- **DOCUMENT PASSAGE**:
----------

Medications & adjuncts
- Bone health agents: Calcium (1,000–1,200 mg/day) and vitamin D (800–1,000 IU/day) for all patients, especially those with osteoporosis.
- Bisphosphonates or denosumab: Consider after fracture healing in patients with confirmed low bone density.
- Thromboembolism prophylaxis: Low‑molecular‑weight heparin (e.g., enoxaparin) if immobilization exceeds 48 hours, per ACCP guidelines.
Living with a Humeral Fracture
Daily management tips
- Cold therapy: Ice packs 15‑20 minutes every 2 hours for the first 48‑72 hours to reduce swelling.
- Elevation: Keep the arm supported on pillows to decrease edema.
- Pain diary: Track medication use and pain levels to guide adjustments with your provider.
- Shower adaptations: Use a handheld showerhead and place a waterproof sling to keep the arm dry.
- Home safety: Remove tripping hazards, install grab bars, and wear non‑slip footwear to prevent falls.
- Nutrition: Emphasize protein‑rich foods (lean meat, legumes, dairy) to support bone healing.
- Follow‑up appointments: Attend all scheduled radiographs and physical‑therapy visits; healing is typically visible by 6‑8 weeks.

----------

- **DATA BLOCK**:

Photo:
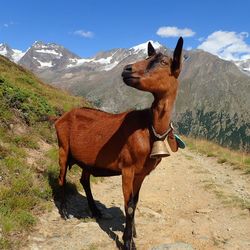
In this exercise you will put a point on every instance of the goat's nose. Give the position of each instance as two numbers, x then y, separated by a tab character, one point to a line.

----------

- **DIRECTIONS**:
(1) Answer these questions about the humeral fracture passage:
(a) What daily calcium dose is recommended?
(b) How long should each ice pack application last?
(c) By how many weeks is healing typically visible?
(2) Duplicate the humeral fracture passage, starting at "Living with a" and ending at "to prevent falls.".

- **SOLVED TASKS**:
(1)
(a) 1,000–1,200 mg/day
(b) 15‑20 minutes
(c) 6‑8 weeks

(2)
Living with a Humeral Fracture
Daily management tips
- Cold therapy: Ice packs 15‑20 minutes every 2 hours for the first 48‑72 hours to reduce swelling.
- Elevation: Keep the arm supported on pillows to decrease edema.
- Pain diary: Track medication use and pain levels to guide adjustments with your provider.
- Shower adaptations: Use a handheld showerhead and place a waterproof sling to keep the arm dry.
- Home safety: Remove tripping hazards, install grab bars, and wear non‑slip footwear to prevent falls.